---------- Raw data

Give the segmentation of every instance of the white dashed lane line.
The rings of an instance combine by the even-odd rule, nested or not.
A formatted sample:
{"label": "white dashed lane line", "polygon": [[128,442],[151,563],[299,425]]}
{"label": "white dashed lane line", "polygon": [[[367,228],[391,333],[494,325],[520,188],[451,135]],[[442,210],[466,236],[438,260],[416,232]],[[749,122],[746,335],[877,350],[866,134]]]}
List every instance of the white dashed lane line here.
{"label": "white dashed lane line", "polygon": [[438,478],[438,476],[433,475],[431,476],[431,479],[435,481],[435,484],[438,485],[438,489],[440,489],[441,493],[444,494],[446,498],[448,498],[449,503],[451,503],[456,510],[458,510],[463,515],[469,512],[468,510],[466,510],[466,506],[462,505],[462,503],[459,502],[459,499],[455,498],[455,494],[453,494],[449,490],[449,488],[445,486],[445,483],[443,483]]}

--------------------

# What the task asks
Put every line of these rows into a JSON list of strings, one string per line, leaving out any blank lines.

# Completed task
[
  "Give the segmentation of every instance of the white dashed lane line.",
  "The rings of an instance combine by the even-odd rule, nested or not.",
  "A formatted sample:",
  "{\"label\": \"white dashed lane line\", \"polygon\": [[128,442],[151,563],[299,425]]}",
  "{\"label\": \"white dashed lane line\", \"polygon\": [[[367,228],[391,333],[494,325],[520,188],[451,135]],[[442,210],[466,236],[438,260],[416,232]],[[749,122],[746,335],[877,350],[866,134]]]}",
  "List every instance of the white dashed lane line here.",
  "{\"label\": \"white dashed lane line\", \"polygon\": [[438,478],[438,476],[433,475],[431,476],[431,479],[435,481],[435,484],[438,485],[438,489],[440,489],[441,493],[444,494],[446,498],[448,498],[449,503],[451,503],[456,510],[458,510],[463,515],[469,512],[468,510],[466,510],[466,506],[462,505],[462,503],[459,502],[459,499],[455,498],[455,494],[453,494],[449,490],[449,488],[445,486],[445,483],[443,483]]}"
]